+++ MATERIAL SUPPLIED
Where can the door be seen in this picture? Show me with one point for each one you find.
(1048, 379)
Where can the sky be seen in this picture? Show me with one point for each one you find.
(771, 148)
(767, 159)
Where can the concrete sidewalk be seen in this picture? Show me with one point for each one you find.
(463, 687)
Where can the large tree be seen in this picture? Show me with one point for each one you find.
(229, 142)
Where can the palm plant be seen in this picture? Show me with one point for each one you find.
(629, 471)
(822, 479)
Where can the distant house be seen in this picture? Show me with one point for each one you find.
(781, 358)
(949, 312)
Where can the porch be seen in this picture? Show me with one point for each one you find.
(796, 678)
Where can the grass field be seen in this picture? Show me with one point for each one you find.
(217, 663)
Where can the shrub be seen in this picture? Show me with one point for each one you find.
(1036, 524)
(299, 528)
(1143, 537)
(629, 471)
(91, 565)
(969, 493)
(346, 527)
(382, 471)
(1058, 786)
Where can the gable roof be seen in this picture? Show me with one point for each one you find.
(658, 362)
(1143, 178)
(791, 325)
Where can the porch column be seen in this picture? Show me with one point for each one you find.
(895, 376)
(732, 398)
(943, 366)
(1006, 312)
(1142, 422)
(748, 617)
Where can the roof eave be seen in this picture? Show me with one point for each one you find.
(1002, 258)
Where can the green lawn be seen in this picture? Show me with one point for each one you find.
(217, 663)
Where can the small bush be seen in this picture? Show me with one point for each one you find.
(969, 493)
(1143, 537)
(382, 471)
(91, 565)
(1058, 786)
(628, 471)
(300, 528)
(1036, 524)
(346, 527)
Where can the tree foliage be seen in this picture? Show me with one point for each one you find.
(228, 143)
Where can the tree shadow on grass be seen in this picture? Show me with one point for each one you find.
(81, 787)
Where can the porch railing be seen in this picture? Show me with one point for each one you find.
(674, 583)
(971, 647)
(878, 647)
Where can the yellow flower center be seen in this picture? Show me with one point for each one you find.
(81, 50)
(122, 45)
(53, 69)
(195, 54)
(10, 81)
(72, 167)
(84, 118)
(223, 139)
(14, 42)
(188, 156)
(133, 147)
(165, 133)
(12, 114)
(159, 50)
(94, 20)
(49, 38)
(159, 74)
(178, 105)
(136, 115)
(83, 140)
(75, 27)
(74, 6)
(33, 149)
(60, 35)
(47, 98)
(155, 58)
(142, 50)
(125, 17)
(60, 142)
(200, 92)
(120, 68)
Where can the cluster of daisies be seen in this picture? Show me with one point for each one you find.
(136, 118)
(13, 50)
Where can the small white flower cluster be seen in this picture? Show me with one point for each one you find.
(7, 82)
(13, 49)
++++++
▶ _WORK TO DO_:
Reproduce verbatim the lines from the one containing "Where can the gable" through the last line of the records, including both ends.

▶ _ANSWER_:
Where can the gable roof be seen in this picture? Show me with one point for each one you find.
(658, 362)
(1143, 178)
(791, 325)
Where can the porch column be seen in this picture? Show me with one point for each one you find.
(895, 376)
(732, 398)
(943, 366)
(1006, 312)
(1142, 422)
(748, 617)
Where can the roof eave be seen in this picture? Show me with one point for each one you find.
(1002, 258)
Where can the green lawn be seen in this picture? Show me with one point for each one you find.
(217, 663)
Where can the small bush be seen in this picture? Show me with one point for each one you find.
(969, 493)
(1143, 537)
(382, 471)
(91, 565)
(1058, 786)
(628, 471)
(300, 528)
(1036, 524)
(346, 527)
Where can the tree foliage be seen in this picture? Show me with one point for each one you find.
(228, 143)
Where can the tree shadow on grass be seen in this picture? Show me with one point for each one you find.
(81, 787)
Where can the porch railing be seen in this picture? Show me with one point for each one you find.
(674, 583)
(971, 647)
(878, 647)
Where can the yellow flower center be seen in this picture? Show me with one point for each one you find.
(81, 50)
(122, 45)
(53, 69)
(195, 54)
(10, 81)
(72, 167)
(84, 118)
(223, 139)
(14, 42)
(188, 156)
(133, 147)
(165, 133)
(12, 114)
(159, 50)
(94, 20)
(49, 38)
(159, 74)
(178, 105)
(136, 115)
(83, 140)
(75, 27)
(74, 6)
(33, 149)
(60, 35)
(47, 98)
(155, 58)
(142, 50)
(125, 17)
(60, 142)
(200, 92)
(120, 68)
Where can the cluster of daisies be seen in this picture? Show me with one point for each one you find.
(136, 118)
(13, 50)
Where can the small white flower cluster be seen in this picture? Show me with one point for each one you find.
(7, 82)
(13, 49)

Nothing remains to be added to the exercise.